Prompt A:
Answer these from the taxonomy notebook, one answer per line, marked the same way:
(i) What string is assigned to `dataset`?
(ii) Which library is `pipeline` imported from?
(iii) What value does the notebook set for `display.float_format`?
Prompt B:
Reproduce the stretch of the taxonomy notebook from "from llm_food_taxonomy.evaluation import" through "pd.set_option('max_colwidth', None)".

Provided passage:
# Compare gold taxonomies to completed and generated

In [None]:
import random
from copy import deepcopy
from pathlib import Path
import networkx as nx
import numpy as np
import pandas as pd
import itertools

from sympy.stats.rv import probability
from tqdm.auto import tqdm
from transformers import pipeline

from llm_food_taxonomy.evaluation import WuPSimilarity, ParentMetric
from llm_food_taxonomy.graph.taxonomy import Taxonomy
from llm_food_taxonomy.data.loader import load_taxonomy, load_completion, load_subgraph_taxonomy

In [None]:
pd.set_option('display.max_columns', None)
pd.set_option('display.expand_frame_repr', False)
pd.set_option('max_colwidth', None)
pd.set_option('display.float_format', '{:,.4f}'.format)

In [None]:
trial = False
mode = "test"
dataset = "semeval_food"
data_path = Path(f"../data/{dataset}")
results_path = Path(f"../output/{dataset}")

In [None]:
terms, taxo = load_taxonomy(str(data_path), with_split=False)
id_to_name = {d["node_id"]: d["node_name"] for d in terms.to_dict(orient="records")}
taxo = taxo.apply(lambda x: x.map(id_to_name))
id_to_name = dict(zip(id_to_name.values(), id_to_name.values()))

Dataset content:
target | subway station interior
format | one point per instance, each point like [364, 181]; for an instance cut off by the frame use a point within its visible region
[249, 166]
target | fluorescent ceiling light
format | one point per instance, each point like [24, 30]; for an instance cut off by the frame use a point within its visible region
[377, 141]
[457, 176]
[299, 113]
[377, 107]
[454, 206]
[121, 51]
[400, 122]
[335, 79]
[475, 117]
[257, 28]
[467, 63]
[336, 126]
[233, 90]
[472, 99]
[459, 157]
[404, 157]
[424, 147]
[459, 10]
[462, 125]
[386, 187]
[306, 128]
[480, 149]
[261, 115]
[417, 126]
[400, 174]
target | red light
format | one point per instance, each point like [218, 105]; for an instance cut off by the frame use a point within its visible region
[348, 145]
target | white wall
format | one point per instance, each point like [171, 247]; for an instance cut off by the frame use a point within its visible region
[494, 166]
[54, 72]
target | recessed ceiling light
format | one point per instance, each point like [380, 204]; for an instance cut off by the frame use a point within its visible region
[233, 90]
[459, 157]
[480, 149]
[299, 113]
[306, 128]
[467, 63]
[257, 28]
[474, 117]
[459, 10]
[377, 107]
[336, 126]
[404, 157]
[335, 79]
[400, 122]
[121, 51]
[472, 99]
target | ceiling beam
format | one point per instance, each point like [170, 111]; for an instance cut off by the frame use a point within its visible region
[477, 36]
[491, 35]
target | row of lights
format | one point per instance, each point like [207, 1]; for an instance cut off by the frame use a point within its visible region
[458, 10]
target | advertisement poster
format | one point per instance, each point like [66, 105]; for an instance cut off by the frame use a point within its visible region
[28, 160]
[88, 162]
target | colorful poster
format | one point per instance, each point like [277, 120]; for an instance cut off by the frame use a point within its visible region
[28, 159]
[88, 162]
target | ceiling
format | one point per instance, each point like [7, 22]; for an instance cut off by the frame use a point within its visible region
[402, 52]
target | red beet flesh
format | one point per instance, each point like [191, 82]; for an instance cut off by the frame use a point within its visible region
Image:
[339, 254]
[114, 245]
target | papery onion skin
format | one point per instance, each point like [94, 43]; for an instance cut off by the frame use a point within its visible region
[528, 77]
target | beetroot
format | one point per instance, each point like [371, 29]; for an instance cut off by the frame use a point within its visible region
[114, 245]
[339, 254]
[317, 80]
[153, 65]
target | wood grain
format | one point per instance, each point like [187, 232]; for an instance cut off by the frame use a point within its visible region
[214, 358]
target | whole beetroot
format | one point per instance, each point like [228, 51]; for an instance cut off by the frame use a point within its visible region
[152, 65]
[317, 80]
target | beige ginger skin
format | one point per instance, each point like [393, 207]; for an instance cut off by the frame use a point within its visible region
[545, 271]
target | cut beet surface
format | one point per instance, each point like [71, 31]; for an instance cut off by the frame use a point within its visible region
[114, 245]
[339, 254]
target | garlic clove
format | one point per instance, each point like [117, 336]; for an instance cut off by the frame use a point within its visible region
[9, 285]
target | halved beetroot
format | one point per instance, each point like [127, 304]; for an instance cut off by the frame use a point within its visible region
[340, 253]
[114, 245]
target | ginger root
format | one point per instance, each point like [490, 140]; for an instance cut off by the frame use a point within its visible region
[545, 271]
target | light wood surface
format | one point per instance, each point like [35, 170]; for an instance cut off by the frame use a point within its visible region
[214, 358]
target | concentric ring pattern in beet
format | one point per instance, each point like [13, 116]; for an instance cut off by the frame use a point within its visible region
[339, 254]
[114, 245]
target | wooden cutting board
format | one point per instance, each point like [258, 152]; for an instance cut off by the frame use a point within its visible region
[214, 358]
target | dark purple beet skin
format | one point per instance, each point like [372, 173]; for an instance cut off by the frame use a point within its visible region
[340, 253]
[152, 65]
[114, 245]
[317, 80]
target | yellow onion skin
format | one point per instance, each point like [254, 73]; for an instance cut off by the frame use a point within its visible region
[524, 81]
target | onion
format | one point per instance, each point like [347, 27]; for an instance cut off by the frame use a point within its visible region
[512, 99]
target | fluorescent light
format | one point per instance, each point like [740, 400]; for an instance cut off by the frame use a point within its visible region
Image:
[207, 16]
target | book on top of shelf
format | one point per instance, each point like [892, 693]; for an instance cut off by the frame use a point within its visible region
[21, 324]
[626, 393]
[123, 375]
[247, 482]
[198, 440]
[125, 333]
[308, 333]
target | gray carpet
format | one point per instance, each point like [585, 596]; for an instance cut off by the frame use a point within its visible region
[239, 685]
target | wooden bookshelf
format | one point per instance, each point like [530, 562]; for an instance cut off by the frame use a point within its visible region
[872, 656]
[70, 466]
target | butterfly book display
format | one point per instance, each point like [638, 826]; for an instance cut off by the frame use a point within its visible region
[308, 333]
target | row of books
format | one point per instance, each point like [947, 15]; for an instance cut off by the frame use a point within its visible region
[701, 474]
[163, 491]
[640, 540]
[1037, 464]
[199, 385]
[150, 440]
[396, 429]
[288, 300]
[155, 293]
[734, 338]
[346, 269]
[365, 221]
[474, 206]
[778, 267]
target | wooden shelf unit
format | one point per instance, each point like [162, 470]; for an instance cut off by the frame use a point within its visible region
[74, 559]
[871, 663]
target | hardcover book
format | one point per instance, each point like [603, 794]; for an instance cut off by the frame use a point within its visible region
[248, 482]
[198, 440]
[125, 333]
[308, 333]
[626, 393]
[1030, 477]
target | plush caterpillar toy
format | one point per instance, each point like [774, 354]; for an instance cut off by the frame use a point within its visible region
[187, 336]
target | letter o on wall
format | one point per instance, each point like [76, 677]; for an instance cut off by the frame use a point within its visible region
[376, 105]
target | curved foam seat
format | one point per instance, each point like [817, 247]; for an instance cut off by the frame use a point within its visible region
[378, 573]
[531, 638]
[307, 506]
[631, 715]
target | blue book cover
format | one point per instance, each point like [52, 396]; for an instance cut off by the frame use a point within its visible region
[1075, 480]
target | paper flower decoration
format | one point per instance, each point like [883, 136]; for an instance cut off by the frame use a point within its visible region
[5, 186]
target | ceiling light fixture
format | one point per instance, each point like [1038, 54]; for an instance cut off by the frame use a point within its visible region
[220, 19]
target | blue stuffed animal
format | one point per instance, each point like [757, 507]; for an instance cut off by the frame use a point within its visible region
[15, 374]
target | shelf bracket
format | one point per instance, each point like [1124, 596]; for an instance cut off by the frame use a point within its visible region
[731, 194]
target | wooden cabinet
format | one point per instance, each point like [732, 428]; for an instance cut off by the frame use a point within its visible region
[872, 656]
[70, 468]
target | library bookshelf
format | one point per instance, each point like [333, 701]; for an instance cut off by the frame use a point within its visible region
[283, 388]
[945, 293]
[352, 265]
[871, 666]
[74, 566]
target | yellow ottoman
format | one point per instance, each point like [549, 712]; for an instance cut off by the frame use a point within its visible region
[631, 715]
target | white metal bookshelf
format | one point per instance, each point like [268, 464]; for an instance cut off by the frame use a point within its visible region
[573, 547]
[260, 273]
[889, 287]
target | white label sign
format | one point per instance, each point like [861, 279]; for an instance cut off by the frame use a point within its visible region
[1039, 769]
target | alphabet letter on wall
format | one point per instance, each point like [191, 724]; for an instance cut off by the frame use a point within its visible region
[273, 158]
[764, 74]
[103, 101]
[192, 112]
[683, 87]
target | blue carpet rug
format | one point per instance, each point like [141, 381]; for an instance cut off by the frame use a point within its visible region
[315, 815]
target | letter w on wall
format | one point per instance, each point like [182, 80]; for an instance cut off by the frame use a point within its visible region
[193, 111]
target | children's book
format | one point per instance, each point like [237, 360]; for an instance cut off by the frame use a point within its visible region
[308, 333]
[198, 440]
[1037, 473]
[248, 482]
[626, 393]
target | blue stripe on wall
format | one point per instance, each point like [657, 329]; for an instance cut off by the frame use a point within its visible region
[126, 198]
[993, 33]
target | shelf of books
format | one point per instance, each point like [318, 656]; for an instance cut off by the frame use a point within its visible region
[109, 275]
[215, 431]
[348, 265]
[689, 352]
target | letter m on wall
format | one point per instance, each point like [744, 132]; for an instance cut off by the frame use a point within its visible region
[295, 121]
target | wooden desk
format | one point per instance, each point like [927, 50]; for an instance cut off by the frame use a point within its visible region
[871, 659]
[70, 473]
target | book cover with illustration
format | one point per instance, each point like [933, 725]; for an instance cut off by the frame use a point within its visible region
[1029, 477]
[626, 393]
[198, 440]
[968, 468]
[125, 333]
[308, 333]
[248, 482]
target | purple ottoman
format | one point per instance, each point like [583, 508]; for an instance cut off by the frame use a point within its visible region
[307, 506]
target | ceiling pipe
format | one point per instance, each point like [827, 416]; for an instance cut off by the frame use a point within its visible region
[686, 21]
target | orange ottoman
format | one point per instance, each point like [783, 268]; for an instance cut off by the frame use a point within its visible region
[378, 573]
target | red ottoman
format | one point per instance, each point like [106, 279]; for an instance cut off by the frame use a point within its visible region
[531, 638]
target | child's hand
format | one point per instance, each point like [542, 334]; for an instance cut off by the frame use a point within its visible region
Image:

Written reply A:
(i) "semeval_food"
(ii) transformers
(iii) '{:,.4f}'.format

Written reply B:
from llm_food_taxonomy.evaluation import WuPSimilarity, ParentMetric
from llm_food_taxonomy.graph.taxonomy import Taxonomy
from llm_food_taxonomy.data.loader import load_taxonomy, load_completion, load_subgraph_taxonomy

In [None]:
pd.set_option('display.max_columns', None)
pd.set_option('display.expand_frame_repr', False)
pd.set_option('max_colwidth', None)